Document text:
** start **

Information that has been redacted is often the most interesting. It's therefore no wonder that some people might have a motivation to try to reverse such a redaction for various reasons.
In this blog post, I'll discuss image/video blurring methods and their weaknesses and present a simple yet effective method to get a high-resolution image from a pixelated video in order to recover redacted information (with no guessing involved).
One of the best known attacks on digital redaction methods works only on specific file formats, e.g. PDFs and Office documents. As text and objects/images in those files are stored as different objects in "separate layers", redacted text can sometimes still simply be copied, and colored boxes that were intended to hide information can often be removed to reveal the redacted content. This technique however does not work for simple image formats that only store one layer of pixel information (except for surprising edge cases when using transparency).
A popular alternative to redacting information with a colored box is blurring. Instead of removing all information for a particular region, here the information density is only reduced.

** end **

Objective A: Check three statements against the blog post on redaction and blurring. For each one, answer yes or no and quote the exact words from the post that settle it. (i) The attack that copies hidden text or removes colored boxes also works on simple image formats that store one layer of pixel information. (ii) Blurring reduces the information density of a region instead of removing all of its information. (iii) The method the post presents recovers redacted information from a pixelated video with some guessing.
Objective B: Pick up the blog post on redaction and blurring after its last sentence and keep writing it.

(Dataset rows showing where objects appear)
** start **

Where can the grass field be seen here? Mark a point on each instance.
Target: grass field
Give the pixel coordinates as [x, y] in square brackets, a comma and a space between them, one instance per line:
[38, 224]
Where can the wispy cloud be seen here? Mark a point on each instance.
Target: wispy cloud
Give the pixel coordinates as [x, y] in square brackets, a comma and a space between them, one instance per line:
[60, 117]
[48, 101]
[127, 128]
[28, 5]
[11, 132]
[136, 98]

** end **
** start **

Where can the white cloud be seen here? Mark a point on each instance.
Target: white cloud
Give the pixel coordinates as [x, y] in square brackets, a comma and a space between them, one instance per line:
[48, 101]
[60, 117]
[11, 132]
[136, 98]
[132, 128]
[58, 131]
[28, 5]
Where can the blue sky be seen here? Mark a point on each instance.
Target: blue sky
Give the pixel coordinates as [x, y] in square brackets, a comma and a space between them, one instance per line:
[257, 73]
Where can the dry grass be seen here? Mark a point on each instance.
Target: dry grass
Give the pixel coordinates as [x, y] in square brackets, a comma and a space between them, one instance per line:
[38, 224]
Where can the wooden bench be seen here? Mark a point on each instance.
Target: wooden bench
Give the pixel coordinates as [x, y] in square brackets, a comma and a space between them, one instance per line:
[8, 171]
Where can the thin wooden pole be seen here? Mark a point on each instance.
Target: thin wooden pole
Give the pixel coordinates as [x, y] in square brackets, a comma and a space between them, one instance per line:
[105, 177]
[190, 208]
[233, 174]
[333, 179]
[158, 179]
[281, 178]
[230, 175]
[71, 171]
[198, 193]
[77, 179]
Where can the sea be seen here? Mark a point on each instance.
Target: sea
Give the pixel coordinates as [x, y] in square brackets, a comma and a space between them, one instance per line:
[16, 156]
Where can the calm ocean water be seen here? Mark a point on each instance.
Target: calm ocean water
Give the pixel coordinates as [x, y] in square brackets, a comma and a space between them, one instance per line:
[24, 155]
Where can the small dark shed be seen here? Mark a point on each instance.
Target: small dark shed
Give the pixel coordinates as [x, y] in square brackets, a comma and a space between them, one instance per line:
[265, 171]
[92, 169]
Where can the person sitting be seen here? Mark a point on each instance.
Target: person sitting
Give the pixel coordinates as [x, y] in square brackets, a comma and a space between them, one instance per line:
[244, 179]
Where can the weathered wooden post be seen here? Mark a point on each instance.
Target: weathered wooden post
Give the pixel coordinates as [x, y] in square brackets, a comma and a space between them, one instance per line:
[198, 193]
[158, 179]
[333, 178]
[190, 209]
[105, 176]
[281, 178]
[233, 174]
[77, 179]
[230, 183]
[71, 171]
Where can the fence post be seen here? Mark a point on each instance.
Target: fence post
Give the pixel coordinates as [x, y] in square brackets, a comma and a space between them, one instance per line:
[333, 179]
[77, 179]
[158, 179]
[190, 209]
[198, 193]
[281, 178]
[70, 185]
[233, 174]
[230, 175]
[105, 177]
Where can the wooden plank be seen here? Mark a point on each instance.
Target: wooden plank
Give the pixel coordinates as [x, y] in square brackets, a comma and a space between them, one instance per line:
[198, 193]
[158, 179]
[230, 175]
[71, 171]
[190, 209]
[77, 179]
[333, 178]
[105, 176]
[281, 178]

** end **

Answer A:
(i) No: "This technique however does not work for simple image formats that only store one layer of pixel information"
(ii) Yes: "Instead of removing all information for a particular region, here the information density is only reduced."
(iii) No: "(with no guessing involved)"

Answer B:
Blurring is usually achieved using one of the following two methods:
One of my favorite unblurring stories is about a Bitcoin Cash private key that was shown on French Television. An entrepreneur wanted to give away some crypto during an interview, but since the station was not authorized to give out money prizes during that TV transmission, the private key information was blurred. By combining tiny pieces of information from different camera shots and knowledge about the encoding scheme of a QR code, two researchers could recover the private key and claim the prize (after 16 hours of manual reverse engineering).
While this attack was very specific to QR codes and combined different manual techniques, more generic methods have also been published.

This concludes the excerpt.